# TASK DIRECTIONS
Drop the images. Copy every line below character for character.

# DATA RECORDS
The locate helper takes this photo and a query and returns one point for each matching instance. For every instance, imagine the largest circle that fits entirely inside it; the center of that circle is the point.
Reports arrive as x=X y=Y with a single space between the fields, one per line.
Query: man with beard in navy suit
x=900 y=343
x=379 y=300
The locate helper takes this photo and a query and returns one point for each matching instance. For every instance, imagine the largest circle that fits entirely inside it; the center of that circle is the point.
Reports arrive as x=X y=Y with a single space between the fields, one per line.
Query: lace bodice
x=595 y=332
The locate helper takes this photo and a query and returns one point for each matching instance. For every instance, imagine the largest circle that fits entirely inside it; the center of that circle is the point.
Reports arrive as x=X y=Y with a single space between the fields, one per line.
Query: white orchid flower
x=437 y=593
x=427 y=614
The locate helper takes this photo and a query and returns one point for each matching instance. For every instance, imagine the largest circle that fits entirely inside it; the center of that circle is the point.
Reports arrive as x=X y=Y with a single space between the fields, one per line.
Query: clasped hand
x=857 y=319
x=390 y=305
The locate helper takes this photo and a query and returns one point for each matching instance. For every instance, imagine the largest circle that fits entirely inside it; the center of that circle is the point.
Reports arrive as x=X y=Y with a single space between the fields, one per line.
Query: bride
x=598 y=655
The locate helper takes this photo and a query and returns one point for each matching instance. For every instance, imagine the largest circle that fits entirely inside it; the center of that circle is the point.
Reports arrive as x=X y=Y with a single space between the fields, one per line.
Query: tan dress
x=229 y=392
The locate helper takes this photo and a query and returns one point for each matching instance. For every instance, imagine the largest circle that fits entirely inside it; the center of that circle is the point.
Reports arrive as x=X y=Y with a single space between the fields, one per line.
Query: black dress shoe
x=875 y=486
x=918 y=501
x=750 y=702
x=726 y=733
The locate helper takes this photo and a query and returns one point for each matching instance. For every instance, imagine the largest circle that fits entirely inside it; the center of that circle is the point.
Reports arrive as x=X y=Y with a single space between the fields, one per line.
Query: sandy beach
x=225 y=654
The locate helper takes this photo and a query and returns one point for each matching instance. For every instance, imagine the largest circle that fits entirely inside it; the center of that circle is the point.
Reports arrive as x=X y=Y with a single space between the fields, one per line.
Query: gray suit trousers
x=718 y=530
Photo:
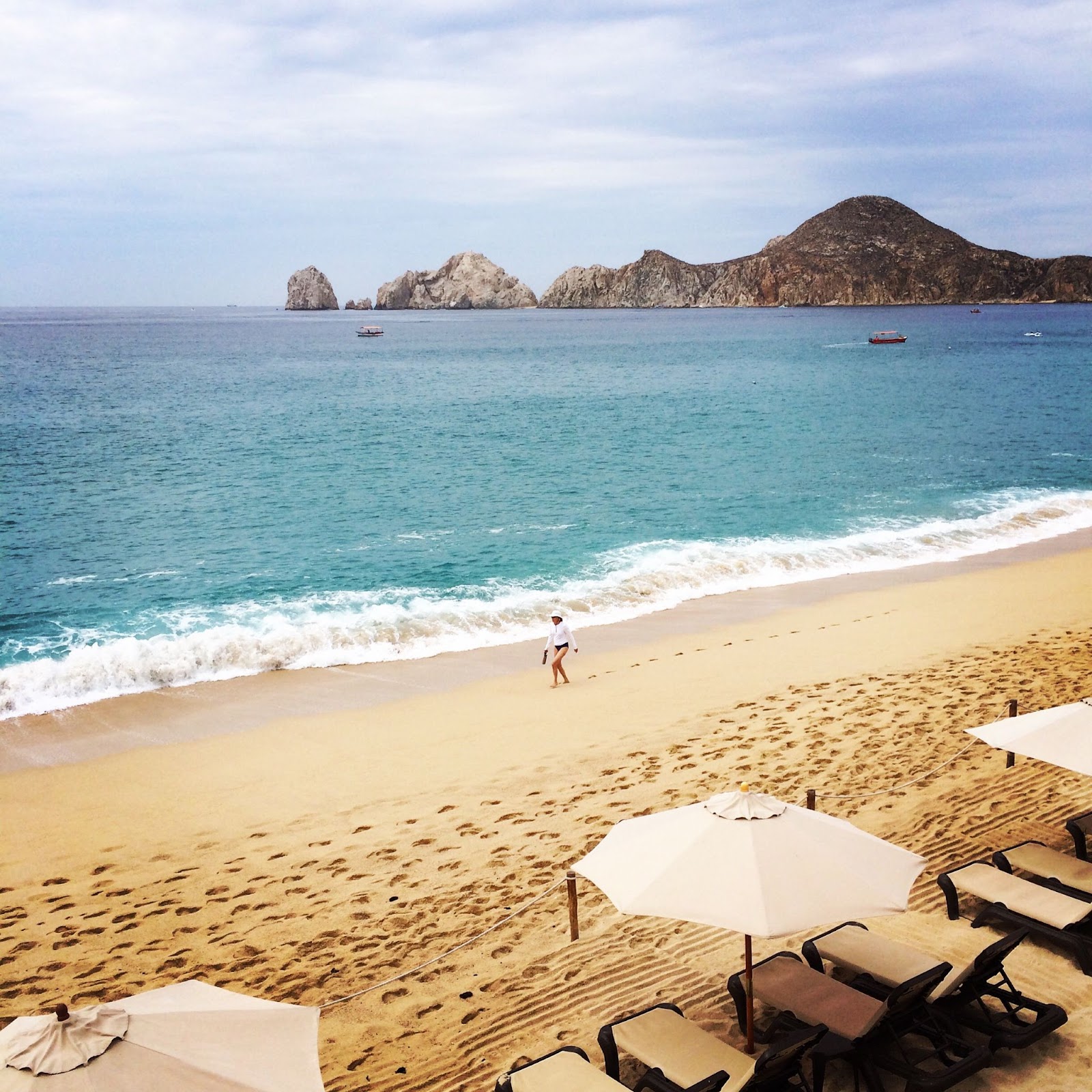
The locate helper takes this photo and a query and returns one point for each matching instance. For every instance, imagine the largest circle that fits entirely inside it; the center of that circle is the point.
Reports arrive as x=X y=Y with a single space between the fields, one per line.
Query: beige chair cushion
x=1052 y=908
x=562 y=1073
x=792 y=986
x=1051 y=864
x=686 y=1054
x=887 y=961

# EXPECTED ANSWER
The locate helper takes this photo and a query and returns one point for each matching instance. For every instance, imagine the largest circle that fits entirely inside it; the center of that circle is the point.
Reports arrive as x=X y=Y with a single space between the fields, one per line.
Query: man with beard in navy suit
x=900 y=343
x=379 y=300
The locate helper takes this photo and a query and returns one point for each matching instance. For every instance, imagine the largest circle that fits entirely inside it; the center of that circle is the point.
Reports arrive as x=X y=Y with a single space between the fields, one per line.
Query: lace bodice
x=595 y=332
The locate helper takes this photo and a query and returns one point for each matching instance. For every instance, imagine the largest circle that fits entirely inside it; the center of that circle is the point.
Reports arrive as x=X y=Y with a single space between the fields, one per line.
Query: white orchid flower
x=437 y=593
x=427 y=614
The locate helper takes this photo and a query and returns one point for each matching instance. For every instance, imagine the largest circle that fits entirely inside it; the center of that circle is the point.
Reports arrive as x=X y=Y with a single space between the fields, one per line.
Query: clasped hand
x=857 y=319
x=390 y=305
The locate helper takes this photo and a query and returns one point for each matching instance. For every instance, imagine the largest circle that fits entirely inside it; the center of that circle is the point.
Reports arrive as x=X y=Y with a single space between the fields, one per line.
Query: bride
x=598 y=655
The locate helper takes this photo and a query and returns one point for each matching instance. For every instance, imagine the largest circle that fits entirely inside it; the center of that circle is the point.
Reports arrive as x=X y=Y with a single space between the fields, one per line.
Query: tan dress
x=229 y=392
The locate helper takes this photo and a query and returns one point for each matching instance. For every instance, imagine the largest circle that fits entirely inside it; the center of that circle is the point.
Reports arrive as x=X y=Y with a single space between the fields, one per line.
Query: black dress shoe
x=875 y=486
x=918 y=501
x=750 y=702
x=726 y=733
The locate helper takes this photo and a query and returns one point for each matching instance. For every instance, imagine the largest circle that fits entirely inside it; the center of that circle is the point.
Reports arrive as x=X y=Y with a single space between the fields, one per line.
Query: sandy beach
x=225 y=654
The locate helper takes this photo and a query and returns one point for each matching instance. For every instance, imagine the largest circle that fits entirely inside it; the center of that circle is the point.
Reports arrive as x=X y=Y with a single space between the fields, one per line.
Query: gray suit trousers
x=718 y=530
Photo:
The locate helper takes this photo and a query and returns one point for each matching instance. For every instance, imagine the largest circle that fits entirely inside it; the center of that circle is the point.
Reports arrive as x=X y=Y with a single space between the fields, one per line.
Query: beige chair cushion
x=1052 y=908
x=562 y=1073
x=792 y=986
x=1051 y=864
x=686 y=1054
x=887 y=961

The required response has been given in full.